- _TÂCHES À RÉALISER_
- A) D'après l'extrait choisi, sur quelle piste le championnat du Monde FIA doit-il reprendre ?
- B) Recopiez le passage de l'extrait choisi compris entre « Pourtant, d'erreurs humaines » et « sur le tricolore. », bornes incluses.
- C) Résumez sous forme de liste le paragraphe de l'extrait choisi qui commence par « Pourtant, d'erreurs humaines en Norvège », en conservant ses faits essentiels.

A désormais quelques jours de la reprise du championnat du Monde FIA sur la piste canadienne de Trois-Rivières et à l'issue d'une ultime répétition générale organisée lors de la dernière séance officielle de tests en Lettonie, le clan Peugeot Sport emmené par sa paire Loeb/Hansen s'apprête de nouveau à croiser le fer avec Audi Sport tandis que Volkswagen Motorsport dispose désormais d'un avantage qui s'annonce pour le moins rédhibitoire pour ses deux adversaires.
Certains lendemains peuvent se révéler plus difficiles que d'autres. Pour Peugeot, le voyage retour depuis la Scandinavie et le Varmland fut tout aussi douloureux que les affreuses migraines ressenties par les fêtards de la non moins fameuse Happy Street. Dans ses souvenirs désormais lointains, la maison bleue devait encore vaguement se remémorer cette sensation grisante expérimentée à la mi-mai lorsque Loeb triomphait enfin en Belgique après une abstinence longue de 18 mois et des neuf longueurs de retard qu'il comptait alors que Kristoffersson au général du championnat. Et si la gestation fut longue côté Peugeot, elle fut néanmoins plus que probante avec une lionne enfin en mesure de jouer les yeux dans les yeux avec des Polo qui, subitement, n'eurent plus le pouvoir d'impressionner qui que ce soit.
Pourtant, d'erreurs humaines en Norvège à une fiabilité évaporée pour la deuxième année de suite sur la piste de Barcelone, les neuf points de débours que Loeb comptait au soir de sa victoire belge auront rapidement pris des proportions inattendues. Sur les deux dernières courses, Loeb s'emploiera à signer son arrêt de mort en laissant filer pas moins de 34 unités au bénéfice exclusif d'un Johan Kristoffersson dont l'avantage est désormais porté à 48 longueurs d'avance sur le tricolore.

- _EXTRAIT DES DONNÉES_
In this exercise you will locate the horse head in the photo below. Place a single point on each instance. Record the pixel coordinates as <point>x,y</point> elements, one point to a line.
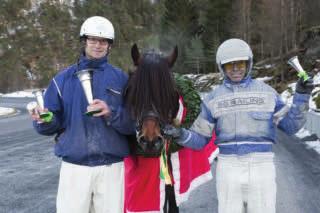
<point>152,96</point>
--
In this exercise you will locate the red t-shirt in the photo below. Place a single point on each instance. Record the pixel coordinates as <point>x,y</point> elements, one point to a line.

- _CORRIGÉ DE L'EXERCICE_
- A) Sur la piste canadienne de Trois-Rivières.

- B)
Pourtant, d'erreurs humaines en Norvège à une fiabilité évaporée pour la deuxième année de suite sur la piste de Barcelone, les neuf points de débours que Loeb comptait au soir de sa victoire belge auront rapidement pris des proportions inattendues. Sur les deux dernières courses, Loeb s'emploiera à signer son arrêt de mort en laissant filer pas moins de 34 unités au bénéfice exclusif d'un Johan Kristoffersson dont l'avantage est désormais porté à 48 longueurs d'avance sur le tricolore.

- C)
- Erreurs humaines en Norvège et manque de fiabilité à Barcelone, pour la deuxième année de suite.
- Les neuf points de retard de Loeb au soir de sa victoire belge ont rapidement pris des proportions inattendues.
- Sur les deux dernières courses, Loeb a laissé filer 34 points, tous au profit de Johan Kristoffersson.
- Kristoffersson compte désormais 48 longueurs d'avance sur Loeb.